Earlier this year, the Vietnamese government announced an ambitious, what some might characterize as Sisyphean, initiative to try to control Vietnam’s out-of-control traffic, including a new draconian traffic fine regime.
The Newspaper of Record, in its reporting, accurately described the Vietnamese motorways as the country’s “coliseum.”
Via The New York Times, January 2025 (emphasis added):
Vietnam’s motorbike drivers have always tended to treat red lights as suggestions, more slow down than stop. At rush hour, they’ve brought the same indifference to other rules, like: Yield to pedestrians; or, stay off sidewalks; or, do not drive against the flow of traffic.
Some found it charming, the ballet of many wheels dancing around pedestrians. But Vietnam’s road fatality rates have long been among the highest in Asia. And after cracking down on drunken driving, the country’s leaders are now going after everything else.

### Data lines
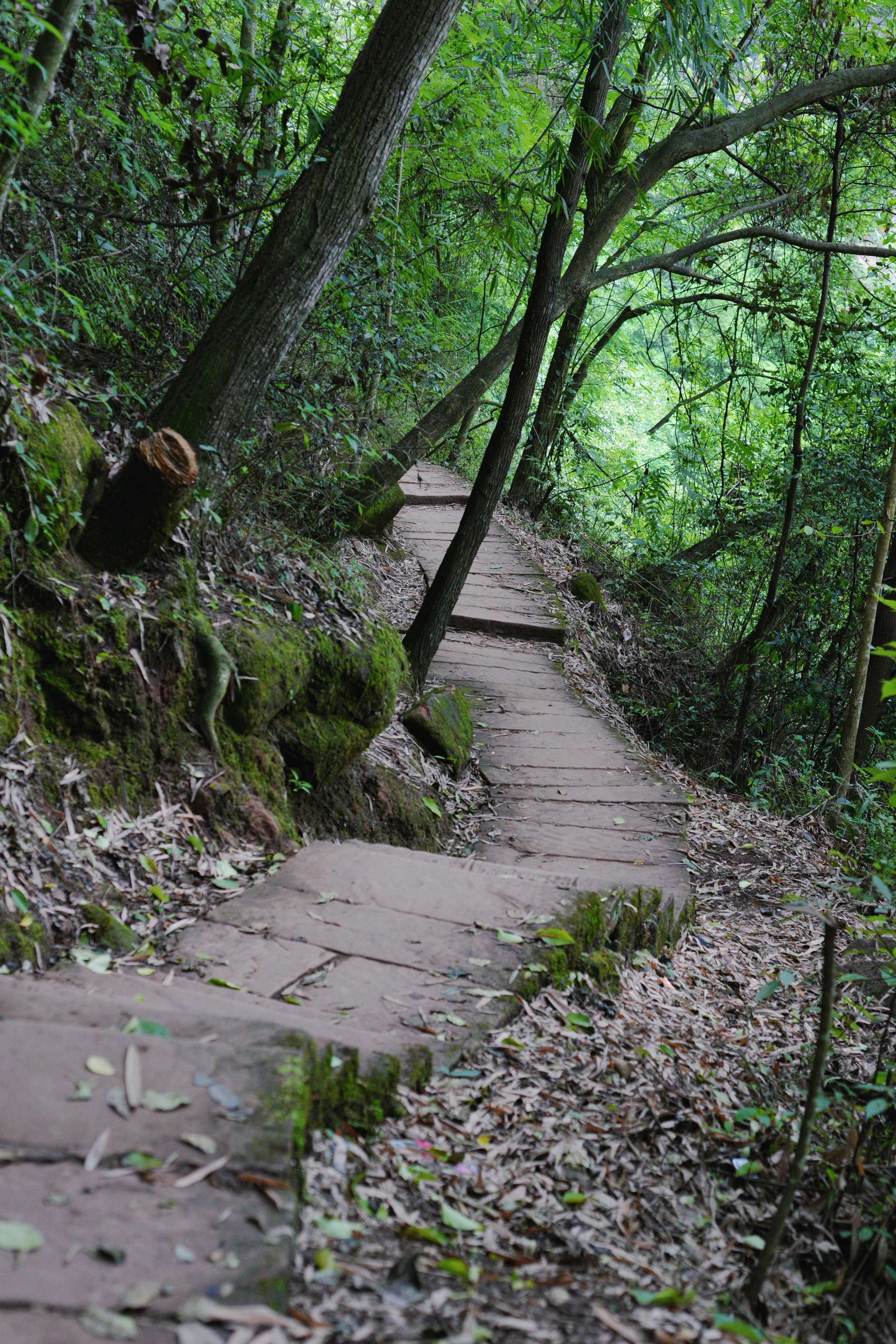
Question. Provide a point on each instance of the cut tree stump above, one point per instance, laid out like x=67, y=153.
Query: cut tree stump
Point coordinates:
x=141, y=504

### Exercise goal
In the passage on Vietnam's traffic, which rules follow the words "other rules, like"? List them all. Rely solely on the passage about Vietnam's traffic.

### Solution to this problem
- Yield to pedestrians
- Stay off sidewalks
- Do not drive against the flow of traffic